**GOAL OF THE EXERCISE:** Continue the article below on sources of national development and technology statistics, picking up after its final sentence.

**SELECTED TEXT:**
·····
Serious users will want the data on CD-ROM ($275 individual version, $550 networked). The CD-ROM contains 26 years of data and 1,000 preformatted tables. It also has software for retrieving data into spreadsheet-like tables for calculation, graphing, and mapping. While this software is useful for quick, limited views, I soon found myself extracting data from the database for subsequent analysis using spreadsheet and GIS software. This is a good application for component software. Hopefully, in the object-oriented future, the WB will be free to concentrate on what they know best -- data collection and maintenance -- leaving data analysis and presentation to programs specialized in those areas.
Since 1990, the UNDP and Oxford University Press have published an annual report on Human Development ($19.95, 245 pages). The front of the book (60%) is a collection of well-supported essays on a theme (the 1997 theme is Human Development to Eradicate Poverty), and the remainder is statistical tables. Some of the 48 tables in the 1997 edition are for all nations, but many are for either developing or industrialized nations, recognizing different concerns in each group. The flagship index is the Human Development Index (HDI). A nation's HDI is a function of life expectancy, adult literacy, combined secondary and tertiary school enrollment and GDP per capita. Figure 1 shows the relationship between HDI and Internet hosts per capita.
There are also efforts to combine IT and social factors into composite indices of information technology sophistication. The World Times/IDC Information Society Index is the best example I have seen. The ISI is the sum of three sub indices, dealing with social, information and computer infrastructure. These are derived from 19 indicators gathered from sources discussed in this article and some IDC market research. The U. S. tops this index, leading second-place Finland 4,987 to 3,591, and the fastest growing nations between 1996 and 1997 were Japan (18.86%), Malaysia (17.65%), Singapore (16.96%), Korea (15.72%), and Brazil (12.84%).
·····
(Stored data)

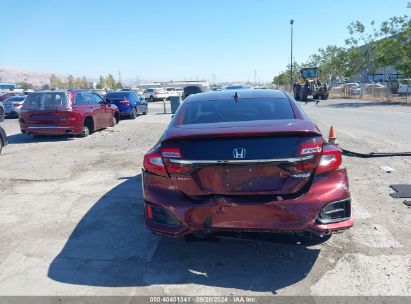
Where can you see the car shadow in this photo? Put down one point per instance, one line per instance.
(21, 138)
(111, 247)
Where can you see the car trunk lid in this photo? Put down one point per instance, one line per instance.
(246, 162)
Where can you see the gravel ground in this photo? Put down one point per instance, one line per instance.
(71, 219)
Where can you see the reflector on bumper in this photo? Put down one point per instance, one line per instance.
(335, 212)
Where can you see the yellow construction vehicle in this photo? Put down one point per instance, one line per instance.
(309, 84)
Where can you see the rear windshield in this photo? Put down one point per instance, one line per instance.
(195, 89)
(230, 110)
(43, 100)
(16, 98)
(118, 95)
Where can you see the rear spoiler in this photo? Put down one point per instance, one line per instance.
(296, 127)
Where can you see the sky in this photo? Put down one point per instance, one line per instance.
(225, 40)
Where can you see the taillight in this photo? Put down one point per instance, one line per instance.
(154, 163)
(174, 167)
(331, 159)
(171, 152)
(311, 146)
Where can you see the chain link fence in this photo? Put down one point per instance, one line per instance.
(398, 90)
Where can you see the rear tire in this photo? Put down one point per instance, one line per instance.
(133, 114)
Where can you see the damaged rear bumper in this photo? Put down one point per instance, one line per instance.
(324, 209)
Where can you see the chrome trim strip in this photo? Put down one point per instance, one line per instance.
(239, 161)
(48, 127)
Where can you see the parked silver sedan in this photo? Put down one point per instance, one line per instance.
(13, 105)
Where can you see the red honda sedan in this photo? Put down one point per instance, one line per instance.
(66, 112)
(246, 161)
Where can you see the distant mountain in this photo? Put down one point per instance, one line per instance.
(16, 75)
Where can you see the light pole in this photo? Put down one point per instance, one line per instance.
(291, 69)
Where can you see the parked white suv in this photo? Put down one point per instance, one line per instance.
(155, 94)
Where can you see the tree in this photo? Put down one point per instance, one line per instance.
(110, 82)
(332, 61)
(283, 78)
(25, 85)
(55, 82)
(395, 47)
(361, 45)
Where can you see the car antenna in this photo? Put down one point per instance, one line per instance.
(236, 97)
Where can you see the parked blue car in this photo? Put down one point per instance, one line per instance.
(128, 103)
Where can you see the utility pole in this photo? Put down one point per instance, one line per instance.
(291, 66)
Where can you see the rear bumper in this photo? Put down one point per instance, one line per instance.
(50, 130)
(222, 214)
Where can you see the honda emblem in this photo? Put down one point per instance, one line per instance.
·····
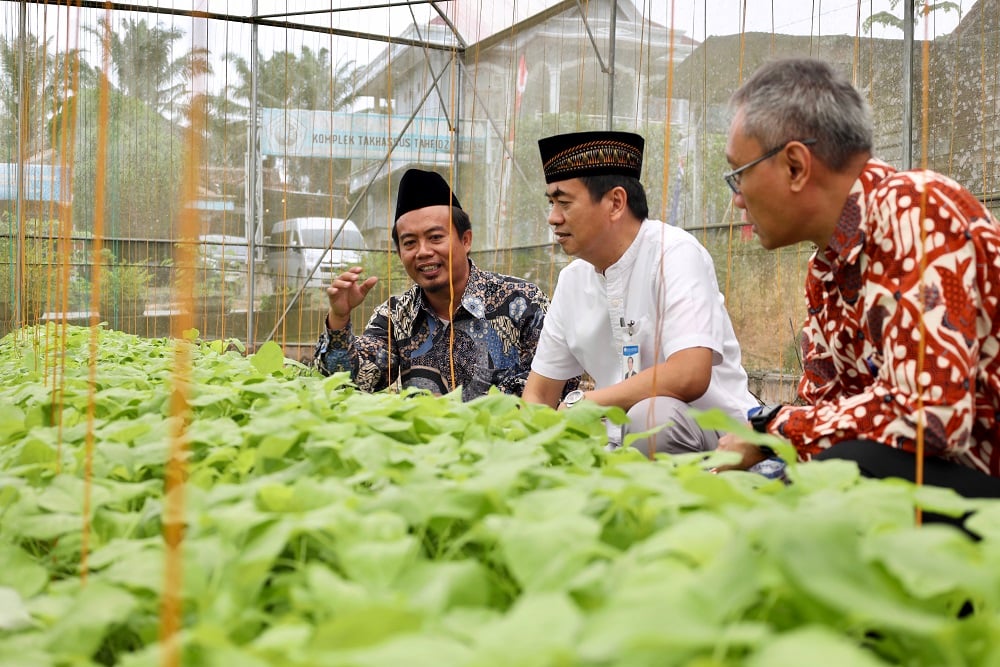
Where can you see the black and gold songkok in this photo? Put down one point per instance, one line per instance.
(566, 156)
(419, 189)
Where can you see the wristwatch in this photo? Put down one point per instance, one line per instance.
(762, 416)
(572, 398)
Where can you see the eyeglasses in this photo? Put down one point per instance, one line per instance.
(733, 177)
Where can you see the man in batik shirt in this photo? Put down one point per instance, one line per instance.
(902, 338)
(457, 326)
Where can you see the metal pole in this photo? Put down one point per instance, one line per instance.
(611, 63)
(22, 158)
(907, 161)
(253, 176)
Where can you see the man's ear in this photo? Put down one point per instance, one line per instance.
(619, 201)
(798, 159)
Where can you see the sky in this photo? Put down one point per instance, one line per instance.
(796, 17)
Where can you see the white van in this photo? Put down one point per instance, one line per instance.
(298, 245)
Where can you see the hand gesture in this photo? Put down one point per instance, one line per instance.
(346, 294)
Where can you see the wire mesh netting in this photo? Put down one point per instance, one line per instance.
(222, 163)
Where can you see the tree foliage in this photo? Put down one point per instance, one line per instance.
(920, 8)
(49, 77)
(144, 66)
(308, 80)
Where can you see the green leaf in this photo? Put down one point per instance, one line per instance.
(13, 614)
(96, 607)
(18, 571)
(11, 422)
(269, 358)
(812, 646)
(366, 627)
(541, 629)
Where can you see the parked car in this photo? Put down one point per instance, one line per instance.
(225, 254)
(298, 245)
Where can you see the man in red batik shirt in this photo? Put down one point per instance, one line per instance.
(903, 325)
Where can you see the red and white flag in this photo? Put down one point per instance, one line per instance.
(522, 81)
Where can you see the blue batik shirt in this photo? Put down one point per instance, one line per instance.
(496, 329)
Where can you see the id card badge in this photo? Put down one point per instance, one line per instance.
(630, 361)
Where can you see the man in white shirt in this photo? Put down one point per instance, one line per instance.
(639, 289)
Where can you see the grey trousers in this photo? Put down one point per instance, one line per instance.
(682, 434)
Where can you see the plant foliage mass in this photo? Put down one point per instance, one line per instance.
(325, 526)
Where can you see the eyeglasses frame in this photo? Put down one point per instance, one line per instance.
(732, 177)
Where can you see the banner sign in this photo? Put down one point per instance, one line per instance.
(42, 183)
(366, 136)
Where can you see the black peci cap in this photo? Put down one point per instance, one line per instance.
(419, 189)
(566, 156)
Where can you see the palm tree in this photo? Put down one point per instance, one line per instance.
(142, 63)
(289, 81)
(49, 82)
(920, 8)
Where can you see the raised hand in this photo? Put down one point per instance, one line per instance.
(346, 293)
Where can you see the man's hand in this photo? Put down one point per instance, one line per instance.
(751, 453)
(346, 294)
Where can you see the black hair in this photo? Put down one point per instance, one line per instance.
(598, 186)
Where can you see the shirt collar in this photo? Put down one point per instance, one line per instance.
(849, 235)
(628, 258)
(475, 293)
·····
**ANSWER TO THE EXERCISE:**
Performance, availability, and traffic measurement are important for consumers, ISPs, and network architects. The original ARPAnet contract established UCLA as the network measurement center, and centralized measurement continued through the era of the NSF backbone, but with a profusion of backbones and traffic exchange points in many nations, measurement procedures must be reinvented and decentralized. The Cooperative Association for Internet Data Analysis (CAIDA) has been funded by NSF to deal with this new complexity [4]. CAIDA will develop standard Internet metrics and data formats, and build the tools to gather, analyze, and present the data.
CAIDA will have members, for example, ISPs and equipment manufacturers. Some of the data they gather will be available only to their members, other data will be for sale to customers, and overall aggregate data will be available to the public. This three-tier structure makes CAIDA part industry association, part business, and part government research lab.
It may be argued that government support is unnecessary in a case like this. If ISPs need network measurement, they could fund a trade association for the task. Alternatively, CAIDA's leaders could start a profit-making business to gather and sell information to interested parties. NSF is playing the role of venture capitalist, but they will not retain equity and reap the benefit of a lucrative public stock offering or pass along a tax cut to the citizens.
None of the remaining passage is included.